== PROBLEM DETAILS ==
Count how many lines in the items below contain the word "ceiling". Give only the number.
— start of DATA SHOWN —
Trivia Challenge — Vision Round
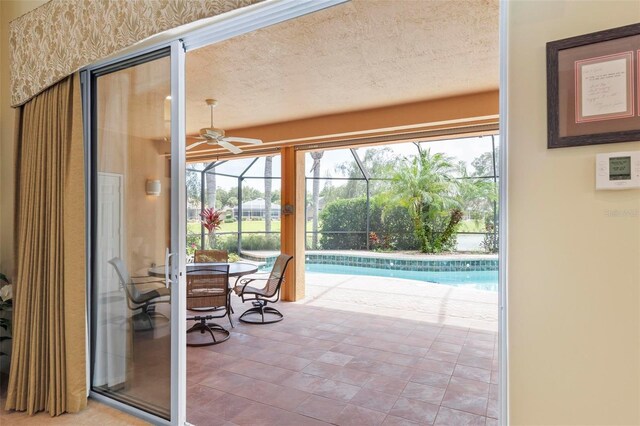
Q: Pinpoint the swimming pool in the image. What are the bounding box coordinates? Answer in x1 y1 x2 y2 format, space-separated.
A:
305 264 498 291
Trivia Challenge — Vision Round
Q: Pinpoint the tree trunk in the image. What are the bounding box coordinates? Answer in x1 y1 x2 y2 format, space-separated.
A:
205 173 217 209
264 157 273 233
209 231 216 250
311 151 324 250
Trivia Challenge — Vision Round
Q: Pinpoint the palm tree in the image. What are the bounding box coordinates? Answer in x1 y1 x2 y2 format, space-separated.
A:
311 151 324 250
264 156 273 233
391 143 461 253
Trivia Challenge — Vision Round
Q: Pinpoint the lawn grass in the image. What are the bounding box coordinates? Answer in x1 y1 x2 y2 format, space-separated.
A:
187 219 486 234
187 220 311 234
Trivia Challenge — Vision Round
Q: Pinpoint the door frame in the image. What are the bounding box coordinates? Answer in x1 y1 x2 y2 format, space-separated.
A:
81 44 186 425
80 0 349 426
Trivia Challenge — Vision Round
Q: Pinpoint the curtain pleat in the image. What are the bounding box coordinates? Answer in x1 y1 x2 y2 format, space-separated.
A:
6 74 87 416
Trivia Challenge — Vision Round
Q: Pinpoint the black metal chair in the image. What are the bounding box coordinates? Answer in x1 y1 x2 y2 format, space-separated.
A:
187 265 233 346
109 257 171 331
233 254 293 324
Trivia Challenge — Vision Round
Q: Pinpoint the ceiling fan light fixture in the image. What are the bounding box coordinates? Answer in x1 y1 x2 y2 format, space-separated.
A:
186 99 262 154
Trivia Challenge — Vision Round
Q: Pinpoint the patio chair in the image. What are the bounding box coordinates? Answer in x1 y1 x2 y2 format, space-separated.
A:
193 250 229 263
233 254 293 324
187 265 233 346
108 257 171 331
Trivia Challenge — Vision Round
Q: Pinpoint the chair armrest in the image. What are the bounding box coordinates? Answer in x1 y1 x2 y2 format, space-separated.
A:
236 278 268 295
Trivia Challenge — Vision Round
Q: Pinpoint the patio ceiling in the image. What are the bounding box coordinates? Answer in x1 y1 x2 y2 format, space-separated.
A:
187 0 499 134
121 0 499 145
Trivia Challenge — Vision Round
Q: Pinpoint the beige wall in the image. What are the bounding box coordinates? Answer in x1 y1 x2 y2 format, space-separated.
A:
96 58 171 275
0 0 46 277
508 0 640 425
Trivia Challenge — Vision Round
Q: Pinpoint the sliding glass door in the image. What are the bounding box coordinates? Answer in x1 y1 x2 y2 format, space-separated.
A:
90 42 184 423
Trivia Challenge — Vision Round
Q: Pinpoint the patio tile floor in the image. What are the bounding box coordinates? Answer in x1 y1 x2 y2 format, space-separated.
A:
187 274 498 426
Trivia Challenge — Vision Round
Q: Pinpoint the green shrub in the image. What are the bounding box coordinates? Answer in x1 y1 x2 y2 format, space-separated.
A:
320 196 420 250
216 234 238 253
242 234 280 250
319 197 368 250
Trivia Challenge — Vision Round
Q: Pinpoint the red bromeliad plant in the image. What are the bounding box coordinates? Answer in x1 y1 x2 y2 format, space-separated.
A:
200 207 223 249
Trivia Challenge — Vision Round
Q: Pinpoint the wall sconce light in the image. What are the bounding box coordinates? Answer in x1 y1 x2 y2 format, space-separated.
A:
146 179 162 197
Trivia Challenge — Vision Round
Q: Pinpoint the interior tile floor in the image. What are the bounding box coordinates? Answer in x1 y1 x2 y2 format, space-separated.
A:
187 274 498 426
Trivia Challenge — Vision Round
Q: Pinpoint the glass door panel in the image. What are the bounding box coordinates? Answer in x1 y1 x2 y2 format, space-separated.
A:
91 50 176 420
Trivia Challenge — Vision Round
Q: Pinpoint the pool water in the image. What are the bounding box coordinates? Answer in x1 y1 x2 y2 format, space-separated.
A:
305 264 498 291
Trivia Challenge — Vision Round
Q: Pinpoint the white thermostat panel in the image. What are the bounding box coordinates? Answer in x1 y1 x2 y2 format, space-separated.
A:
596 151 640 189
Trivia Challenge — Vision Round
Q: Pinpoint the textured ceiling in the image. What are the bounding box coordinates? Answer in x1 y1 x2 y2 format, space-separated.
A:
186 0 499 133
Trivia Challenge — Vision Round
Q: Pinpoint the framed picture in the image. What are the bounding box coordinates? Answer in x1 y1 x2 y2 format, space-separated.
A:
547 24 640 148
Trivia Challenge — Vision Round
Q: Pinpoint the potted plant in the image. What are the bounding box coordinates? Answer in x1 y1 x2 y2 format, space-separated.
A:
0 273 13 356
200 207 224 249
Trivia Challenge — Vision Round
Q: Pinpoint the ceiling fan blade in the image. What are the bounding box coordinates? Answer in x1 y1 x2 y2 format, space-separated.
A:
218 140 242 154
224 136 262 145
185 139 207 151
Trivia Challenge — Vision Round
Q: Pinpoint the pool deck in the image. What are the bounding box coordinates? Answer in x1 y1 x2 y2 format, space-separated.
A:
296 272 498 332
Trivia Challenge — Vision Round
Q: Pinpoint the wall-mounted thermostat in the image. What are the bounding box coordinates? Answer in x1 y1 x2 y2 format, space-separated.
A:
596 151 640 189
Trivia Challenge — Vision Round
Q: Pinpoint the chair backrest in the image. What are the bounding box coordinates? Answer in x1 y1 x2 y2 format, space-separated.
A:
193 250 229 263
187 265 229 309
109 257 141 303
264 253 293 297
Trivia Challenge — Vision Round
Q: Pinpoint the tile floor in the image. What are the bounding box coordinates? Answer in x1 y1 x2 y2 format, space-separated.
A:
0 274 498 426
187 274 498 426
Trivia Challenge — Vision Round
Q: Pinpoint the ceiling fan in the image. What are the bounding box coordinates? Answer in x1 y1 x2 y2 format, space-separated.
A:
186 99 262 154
— end of DATA SHOWN —
== EXERCISE ANSWER ==
5